STUDY MATERIAL: Begin

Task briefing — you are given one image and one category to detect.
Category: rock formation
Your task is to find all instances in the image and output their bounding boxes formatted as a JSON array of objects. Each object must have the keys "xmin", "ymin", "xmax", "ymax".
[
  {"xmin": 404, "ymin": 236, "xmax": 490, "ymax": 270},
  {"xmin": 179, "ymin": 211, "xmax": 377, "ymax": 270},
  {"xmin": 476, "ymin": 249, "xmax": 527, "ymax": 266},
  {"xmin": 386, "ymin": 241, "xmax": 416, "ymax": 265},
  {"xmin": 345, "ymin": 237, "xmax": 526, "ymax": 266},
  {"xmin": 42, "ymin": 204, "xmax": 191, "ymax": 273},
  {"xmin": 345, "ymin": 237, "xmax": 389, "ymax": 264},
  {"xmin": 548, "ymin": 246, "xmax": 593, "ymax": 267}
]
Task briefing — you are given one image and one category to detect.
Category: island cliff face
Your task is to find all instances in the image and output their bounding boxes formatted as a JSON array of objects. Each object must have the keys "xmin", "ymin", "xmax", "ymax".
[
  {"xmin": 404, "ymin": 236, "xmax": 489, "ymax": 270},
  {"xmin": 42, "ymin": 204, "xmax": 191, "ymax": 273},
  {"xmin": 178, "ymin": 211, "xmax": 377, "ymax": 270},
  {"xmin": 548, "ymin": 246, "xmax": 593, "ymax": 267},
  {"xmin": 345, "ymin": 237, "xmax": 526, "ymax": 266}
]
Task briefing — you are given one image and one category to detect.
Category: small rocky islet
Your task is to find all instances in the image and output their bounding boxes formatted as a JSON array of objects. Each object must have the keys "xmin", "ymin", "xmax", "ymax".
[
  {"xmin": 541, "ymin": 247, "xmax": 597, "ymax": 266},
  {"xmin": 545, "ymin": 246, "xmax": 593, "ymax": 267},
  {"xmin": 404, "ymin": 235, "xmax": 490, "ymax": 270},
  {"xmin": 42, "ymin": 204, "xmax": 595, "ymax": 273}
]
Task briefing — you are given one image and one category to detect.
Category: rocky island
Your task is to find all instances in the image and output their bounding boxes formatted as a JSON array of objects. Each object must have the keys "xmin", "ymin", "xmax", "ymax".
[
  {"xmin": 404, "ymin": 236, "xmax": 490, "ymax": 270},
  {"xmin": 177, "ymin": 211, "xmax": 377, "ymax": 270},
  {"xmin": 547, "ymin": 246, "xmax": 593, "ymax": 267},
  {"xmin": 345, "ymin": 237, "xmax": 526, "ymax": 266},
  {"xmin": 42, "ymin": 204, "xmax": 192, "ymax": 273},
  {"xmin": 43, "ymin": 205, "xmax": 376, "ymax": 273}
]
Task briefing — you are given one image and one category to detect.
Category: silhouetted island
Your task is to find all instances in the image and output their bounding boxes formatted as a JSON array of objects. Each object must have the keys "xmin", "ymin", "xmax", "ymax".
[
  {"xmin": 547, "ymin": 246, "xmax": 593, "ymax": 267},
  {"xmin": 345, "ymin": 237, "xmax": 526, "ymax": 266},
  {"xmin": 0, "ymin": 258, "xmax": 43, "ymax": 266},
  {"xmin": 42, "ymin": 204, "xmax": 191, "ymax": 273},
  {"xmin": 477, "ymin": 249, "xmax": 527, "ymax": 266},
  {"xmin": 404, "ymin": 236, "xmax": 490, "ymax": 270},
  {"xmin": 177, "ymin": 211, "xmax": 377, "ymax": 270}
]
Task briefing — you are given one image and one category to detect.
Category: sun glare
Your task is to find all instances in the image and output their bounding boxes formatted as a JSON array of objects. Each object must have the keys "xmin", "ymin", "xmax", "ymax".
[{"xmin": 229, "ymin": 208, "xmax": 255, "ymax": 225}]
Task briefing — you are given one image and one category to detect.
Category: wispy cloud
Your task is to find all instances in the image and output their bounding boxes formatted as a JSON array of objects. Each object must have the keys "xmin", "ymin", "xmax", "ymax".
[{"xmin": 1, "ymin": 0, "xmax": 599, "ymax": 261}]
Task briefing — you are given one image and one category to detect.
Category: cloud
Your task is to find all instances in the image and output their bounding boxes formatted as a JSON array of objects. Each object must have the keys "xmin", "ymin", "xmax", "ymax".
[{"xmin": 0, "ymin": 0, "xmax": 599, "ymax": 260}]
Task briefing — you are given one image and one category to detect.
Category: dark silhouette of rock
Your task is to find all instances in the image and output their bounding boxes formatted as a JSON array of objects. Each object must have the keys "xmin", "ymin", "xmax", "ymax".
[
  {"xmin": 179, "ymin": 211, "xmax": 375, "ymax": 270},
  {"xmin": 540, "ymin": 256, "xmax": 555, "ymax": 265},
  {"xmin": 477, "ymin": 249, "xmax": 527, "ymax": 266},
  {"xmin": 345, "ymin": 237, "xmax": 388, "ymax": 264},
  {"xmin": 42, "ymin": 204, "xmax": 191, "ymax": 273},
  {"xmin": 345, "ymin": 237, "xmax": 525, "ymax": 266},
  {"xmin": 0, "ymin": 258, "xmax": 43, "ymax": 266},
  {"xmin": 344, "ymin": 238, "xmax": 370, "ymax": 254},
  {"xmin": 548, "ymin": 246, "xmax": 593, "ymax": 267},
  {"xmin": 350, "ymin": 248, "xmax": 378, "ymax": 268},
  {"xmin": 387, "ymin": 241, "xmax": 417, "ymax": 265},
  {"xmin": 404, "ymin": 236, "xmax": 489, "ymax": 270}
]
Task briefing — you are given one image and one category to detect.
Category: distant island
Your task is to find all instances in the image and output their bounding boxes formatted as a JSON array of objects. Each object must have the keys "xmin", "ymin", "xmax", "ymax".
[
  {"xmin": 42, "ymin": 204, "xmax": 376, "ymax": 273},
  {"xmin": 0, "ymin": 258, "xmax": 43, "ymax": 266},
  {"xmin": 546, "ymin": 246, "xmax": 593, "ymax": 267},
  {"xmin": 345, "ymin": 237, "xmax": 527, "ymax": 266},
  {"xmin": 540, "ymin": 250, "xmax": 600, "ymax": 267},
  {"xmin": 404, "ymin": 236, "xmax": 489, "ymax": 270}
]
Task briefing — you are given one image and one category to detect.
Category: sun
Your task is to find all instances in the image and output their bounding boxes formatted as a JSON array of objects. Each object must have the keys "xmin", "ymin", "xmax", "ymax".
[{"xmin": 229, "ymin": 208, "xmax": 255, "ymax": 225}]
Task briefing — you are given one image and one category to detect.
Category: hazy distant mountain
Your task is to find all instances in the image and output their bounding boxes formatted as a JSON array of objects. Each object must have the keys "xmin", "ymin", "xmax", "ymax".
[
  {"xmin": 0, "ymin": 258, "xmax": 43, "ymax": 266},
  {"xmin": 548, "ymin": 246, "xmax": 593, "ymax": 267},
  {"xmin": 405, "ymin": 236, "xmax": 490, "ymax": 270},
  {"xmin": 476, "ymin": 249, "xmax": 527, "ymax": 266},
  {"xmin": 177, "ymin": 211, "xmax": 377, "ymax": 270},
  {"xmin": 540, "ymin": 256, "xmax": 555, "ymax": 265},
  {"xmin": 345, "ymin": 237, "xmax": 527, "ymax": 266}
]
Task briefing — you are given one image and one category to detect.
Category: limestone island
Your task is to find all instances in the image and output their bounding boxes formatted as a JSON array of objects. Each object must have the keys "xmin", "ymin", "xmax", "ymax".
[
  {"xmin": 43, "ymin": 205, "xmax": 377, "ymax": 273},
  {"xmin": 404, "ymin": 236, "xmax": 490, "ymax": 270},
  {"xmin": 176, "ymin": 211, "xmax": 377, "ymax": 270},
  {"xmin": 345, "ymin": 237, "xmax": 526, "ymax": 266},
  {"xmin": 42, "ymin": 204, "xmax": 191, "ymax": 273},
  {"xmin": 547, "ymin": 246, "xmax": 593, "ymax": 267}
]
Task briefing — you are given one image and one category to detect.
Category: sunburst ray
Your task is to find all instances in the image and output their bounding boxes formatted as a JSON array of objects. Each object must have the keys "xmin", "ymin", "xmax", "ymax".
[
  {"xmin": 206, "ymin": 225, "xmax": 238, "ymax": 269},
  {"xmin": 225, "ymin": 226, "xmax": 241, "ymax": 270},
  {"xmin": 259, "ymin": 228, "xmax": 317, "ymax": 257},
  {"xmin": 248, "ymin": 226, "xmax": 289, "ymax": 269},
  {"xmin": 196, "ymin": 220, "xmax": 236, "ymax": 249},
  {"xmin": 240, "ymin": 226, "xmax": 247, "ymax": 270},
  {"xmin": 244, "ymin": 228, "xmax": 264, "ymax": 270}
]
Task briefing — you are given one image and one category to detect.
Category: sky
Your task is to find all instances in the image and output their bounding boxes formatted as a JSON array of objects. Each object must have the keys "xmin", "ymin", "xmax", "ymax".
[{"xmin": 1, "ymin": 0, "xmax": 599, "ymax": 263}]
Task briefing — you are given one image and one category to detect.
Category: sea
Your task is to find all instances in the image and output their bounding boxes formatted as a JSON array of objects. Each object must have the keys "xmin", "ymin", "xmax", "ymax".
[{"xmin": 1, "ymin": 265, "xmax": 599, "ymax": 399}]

STUDY MATERIAL: End

WORK REQUEST: Which lines run from the first of the listing to the line containing "Category: rock formation"? Reproduce those exactly, both ends included.

SOLVED EXERCISE:
Task briefing — you are given one image and one category to detect.
Category: rock formation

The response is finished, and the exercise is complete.